Stored items

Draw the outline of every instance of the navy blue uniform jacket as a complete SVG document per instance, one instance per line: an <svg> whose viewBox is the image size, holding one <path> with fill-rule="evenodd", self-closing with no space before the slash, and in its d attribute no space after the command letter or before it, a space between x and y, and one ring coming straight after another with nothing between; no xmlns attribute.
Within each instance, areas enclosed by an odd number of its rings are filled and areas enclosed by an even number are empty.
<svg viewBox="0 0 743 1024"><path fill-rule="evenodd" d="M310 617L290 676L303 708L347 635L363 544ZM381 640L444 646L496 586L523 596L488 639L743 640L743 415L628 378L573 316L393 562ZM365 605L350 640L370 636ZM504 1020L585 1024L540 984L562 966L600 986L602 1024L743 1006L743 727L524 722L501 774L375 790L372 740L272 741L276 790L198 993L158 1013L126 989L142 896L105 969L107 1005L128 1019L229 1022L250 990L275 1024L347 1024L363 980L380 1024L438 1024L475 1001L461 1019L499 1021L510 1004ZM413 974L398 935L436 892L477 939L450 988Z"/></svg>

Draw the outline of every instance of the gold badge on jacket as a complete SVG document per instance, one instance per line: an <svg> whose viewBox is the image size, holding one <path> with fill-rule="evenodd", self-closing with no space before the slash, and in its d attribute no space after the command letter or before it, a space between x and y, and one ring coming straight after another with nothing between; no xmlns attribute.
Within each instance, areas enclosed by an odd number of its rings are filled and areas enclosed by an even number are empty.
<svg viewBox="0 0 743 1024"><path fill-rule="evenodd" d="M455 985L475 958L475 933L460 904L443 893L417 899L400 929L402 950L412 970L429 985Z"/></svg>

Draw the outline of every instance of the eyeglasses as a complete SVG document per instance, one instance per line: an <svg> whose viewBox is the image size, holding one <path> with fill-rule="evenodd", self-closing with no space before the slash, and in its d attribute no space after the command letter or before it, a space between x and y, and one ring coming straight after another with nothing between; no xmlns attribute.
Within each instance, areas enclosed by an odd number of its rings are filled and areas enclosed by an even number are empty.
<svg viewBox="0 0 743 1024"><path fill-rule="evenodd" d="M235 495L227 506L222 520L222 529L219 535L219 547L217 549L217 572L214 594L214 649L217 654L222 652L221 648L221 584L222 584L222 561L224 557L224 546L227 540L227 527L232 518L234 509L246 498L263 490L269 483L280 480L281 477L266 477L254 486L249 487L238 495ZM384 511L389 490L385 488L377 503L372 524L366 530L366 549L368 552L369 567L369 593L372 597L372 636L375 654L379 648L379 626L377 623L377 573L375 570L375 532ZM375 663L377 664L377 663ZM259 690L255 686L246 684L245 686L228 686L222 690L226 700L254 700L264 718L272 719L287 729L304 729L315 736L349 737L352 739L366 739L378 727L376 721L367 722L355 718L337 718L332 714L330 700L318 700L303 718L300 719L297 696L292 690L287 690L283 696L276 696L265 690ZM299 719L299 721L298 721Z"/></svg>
...
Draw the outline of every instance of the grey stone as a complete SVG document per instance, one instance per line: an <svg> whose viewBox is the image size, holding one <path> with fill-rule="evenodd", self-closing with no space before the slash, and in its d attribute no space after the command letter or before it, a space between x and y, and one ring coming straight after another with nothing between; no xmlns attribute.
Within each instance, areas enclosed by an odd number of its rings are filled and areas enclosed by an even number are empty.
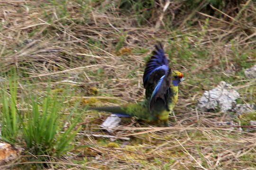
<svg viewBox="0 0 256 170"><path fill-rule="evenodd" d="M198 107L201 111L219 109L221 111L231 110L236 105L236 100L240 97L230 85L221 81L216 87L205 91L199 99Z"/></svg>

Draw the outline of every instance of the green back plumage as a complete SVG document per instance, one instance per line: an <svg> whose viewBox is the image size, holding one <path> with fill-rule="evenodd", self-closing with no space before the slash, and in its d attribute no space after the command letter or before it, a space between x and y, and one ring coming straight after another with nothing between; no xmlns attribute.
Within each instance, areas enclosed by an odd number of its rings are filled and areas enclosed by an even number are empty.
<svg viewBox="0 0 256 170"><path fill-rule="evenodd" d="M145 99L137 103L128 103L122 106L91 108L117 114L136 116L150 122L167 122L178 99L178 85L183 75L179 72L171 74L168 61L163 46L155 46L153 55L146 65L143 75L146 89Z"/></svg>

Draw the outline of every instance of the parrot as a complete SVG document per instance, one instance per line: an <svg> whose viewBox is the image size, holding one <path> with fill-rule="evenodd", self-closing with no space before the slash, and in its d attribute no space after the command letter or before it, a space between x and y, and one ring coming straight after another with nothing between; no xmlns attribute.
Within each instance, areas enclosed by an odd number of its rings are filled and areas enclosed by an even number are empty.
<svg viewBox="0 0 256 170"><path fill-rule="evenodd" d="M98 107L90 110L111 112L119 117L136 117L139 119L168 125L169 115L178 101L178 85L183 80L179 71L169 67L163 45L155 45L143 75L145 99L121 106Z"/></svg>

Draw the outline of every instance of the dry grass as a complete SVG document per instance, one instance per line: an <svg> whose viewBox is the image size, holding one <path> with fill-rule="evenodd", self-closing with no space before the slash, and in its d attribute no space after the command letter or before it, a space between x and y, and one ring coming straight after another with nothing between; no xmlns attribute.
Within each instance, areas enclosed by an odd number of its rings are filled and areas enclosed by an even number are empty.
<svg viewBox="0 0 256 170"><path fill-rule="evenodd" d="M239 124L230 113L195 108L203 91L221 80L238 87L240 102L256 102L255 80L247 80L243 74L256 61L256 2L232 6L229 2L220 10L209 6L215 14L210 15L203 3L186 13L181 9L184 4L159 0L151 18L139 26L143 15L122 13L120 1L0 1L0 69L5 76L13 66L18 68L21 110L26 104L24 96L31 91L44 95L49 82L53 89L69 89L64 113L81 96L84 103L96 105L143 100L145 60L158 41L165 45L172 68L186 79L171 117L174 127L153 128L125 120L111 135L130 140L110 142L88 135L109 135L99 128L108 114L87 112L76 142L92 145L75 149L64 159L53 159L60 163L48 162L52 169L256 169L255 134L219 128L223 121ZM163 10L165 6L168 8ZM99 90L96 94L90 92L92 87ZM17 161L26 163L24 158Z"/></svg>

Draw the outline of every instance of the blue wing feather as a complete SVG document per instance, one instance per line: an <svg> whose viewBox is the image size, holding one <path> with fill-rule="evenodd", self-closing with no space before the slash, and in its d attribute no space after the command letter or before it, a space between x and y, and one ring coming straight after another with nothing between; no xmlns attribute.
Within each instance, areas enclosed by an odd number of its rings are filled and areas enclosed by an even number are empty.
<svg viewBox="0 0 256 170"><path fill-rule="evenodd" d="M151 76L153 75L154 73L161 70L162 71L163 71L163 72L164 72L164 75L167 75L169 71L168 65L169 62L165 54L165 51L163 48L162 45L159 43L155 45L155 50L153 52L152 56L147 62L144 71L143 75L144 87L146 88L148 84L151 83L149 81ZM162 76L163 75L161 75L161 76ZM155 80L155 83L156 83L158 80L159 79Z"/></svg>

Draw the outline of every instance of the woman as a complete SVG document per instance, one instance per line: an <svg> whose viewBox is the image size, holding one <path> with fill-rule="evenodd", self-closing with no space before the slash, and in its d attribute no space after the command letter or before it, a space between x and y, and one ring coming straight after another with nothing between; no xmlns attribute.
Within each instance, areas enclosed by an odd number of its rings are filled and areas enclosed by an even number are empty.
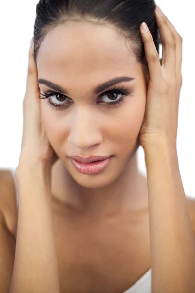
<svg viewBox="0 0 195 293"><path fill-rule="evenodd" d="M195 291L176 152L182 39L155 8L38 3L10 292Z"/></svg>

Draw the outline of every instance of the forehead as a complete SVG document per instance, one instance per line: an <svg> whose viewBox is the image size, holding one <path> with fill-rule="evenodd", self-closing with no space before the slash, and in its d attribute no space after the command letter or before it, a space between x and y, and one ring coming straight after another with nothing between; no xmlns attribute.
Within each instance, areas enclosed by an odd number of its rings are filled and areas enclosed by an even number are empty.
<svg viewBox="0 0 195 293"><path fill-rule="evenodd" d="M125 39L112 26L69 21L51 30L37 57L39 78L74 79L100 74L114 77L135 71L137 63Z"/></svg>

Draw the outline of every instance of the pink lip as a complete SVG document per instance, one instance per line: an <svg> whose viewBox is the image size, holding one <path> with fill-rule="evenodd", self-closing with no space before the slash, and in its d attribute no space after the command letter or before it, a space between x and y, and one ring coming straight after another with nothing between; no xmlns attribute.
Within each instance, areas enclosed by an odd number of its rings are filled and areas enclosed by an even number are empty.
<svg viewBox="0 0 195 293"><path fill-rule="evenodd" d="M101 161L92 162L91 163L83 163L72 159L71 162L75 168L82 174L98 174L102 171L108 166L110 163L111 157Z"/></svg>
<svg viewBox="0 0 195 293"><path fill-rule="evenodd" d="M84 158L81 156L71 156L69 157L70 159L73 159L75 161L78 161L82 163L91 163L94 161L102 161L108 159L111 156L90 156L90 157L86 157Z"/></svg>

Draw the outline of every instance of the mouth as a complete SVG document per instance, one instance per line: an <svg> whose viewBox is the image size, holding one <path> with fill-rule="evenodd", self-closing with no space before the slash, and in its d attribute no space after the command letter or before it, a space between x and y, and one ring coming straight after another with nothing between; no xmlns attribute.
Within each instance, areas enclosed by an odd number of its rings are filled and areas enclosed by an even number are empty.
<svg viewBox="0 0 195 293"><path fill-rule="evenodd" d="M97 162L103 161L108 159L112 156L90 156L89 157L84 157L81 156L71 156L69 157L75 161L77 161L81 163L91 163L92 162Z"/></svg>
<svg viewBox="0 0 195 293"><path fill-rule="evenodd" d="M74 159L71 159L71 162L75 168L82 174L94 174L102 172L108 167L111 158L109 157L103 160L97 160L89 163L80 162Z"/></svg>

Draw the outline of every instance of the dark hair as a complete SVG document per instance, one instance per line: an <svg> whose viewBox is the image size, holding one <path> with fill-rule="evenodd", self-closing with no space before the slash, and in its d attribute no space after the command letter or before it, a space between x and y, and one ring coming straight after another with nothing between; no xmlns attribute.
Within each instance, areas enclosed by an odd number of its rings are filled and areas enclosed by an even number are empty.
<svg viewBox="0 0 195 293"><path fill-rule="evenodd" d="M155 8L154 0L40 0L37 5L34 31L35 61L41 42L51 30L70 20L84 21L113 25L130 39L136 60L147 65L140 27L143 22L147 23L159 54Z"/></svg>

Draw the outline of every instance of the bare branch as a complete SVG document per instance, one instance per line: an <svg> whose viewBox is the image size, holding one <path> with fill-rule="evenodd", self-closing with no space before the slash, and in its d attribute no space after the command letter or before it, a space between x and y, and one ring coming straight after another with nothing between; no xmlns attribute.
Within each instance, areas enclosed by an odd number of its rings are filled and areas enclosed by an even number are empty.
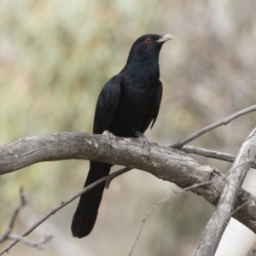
--
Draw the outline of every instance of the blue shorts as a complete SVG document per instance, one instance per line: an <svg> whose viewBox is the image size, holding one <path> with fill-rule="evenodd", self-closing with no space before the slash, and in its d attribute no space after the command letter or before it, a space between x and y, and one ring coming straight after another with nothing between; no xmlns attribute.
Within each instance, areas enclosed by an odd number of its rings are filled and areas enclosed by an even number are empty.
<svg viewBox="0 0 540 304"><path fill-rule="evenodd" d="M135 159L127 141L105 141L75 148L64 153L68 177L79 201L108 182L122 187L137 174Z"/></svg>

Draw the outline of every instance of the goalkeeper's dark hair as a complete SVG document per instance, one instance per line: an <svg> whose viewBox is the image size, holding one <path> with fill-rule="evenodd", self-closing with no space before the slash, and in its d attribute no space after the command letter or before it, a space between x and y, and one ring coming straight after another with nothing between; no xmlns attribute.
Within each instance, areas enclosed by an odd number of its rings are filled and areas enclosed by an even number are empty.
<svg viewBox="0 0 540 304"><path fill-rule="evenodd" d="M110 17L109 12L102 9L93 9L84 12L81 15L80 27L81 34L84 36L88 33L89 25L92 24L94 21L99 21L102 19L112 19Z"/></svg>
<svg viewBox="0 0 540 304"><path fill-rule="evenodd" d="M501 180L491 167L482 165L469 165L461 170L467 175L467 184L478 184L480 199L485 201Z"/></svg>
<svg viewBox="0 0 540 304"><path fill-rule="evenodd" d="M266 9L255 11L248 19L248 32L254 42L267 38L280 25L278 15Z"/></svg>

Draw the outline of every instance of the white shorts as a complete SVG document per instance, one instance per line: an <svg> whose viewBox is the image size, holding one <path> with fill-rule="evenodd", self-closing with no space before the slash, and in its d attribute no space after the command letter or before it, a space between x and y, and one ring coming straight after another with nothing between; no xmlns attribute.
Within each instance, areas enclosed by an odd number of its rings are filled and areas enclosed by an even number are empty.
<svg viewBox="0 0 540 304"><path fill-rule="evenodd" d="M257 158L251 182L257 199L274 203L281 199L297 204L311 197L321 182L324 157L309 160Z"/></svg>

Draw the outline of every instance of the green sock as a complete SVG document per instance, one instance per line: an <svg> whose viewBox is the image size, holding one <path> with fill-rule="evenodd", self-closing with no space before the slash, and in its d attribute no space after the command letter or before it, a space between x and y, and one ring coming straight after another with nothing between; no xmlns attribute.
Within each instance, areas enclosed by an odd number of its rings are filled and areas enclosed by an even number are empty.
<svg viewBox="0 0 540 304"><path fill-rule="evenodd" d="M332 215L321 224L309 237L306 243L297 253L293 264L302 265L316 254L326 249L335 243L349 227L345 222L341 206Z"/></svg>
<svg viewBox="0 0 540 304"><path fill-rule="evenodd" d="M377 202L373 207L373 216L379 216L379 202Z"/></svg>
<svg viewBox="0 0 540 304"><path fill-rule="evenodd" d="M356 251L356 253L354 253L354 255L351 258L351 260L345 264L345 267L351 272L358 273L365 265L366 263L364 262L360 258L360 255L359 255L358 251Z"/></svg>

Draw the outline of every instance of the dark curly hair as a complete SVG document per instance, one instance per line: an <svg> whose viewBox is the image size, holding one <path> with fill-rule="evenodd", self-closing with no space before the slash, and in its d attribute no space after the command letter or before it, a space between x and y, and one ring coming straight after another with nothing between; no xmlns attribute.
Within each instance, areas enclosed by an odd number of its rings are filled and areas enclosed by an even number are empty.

Written problem
Edit the rows from the line that has "Draw the outline of every instance of the woman" through the line that has "39L112 26L69 21L51", changing "forehead" to "brow" and leaving everything else as it is. Give back only those lines, without the pictures.

Problem solution
Draw the outline of every instance of the woman as a complete SVG document per instance, one instance per line: an <svg> whose viewBox is the image size, holding one <path> with fill-rule="evenodd", self-closing with no space before the slash, and in its d attribute no space after the command letter or before it, a space between x and y, and one ring coming straight after another with nothing between; no xmlns attribute.
Within each instance, areas enclosed by an odd number of its rings are filled and areas enclosed by an even number are empty.
<svg viewBox="0 0 195 293"><path fill-rule="evenodd" d="M195 291L176 152L182 39L155 8L38 3L10 292Z"/></svg>

Draw the outline of every instance of the brow as a complete SVG document per instance, one instance per line: an <svg> whose viewBox is the image size, holding one <path> with fill-rule="evenodd", self-closing with no space before the slash, and in its d attribute no space after the command letter or before it, a space between x and y, and one ring coming straight after another with nothing between; no xmlns attribute.
Within each instance, areas enclosed by an odd number of its rings are filled and areas enclosed by an even number are empty.
<svg viewBox="0 0 195 293"><path fill-rule="evenodd" d="M125 39L112 26L69 21L51 30L37 57L39 78L74 79L100 74L114 77L135 71L137 63Z"/></svg>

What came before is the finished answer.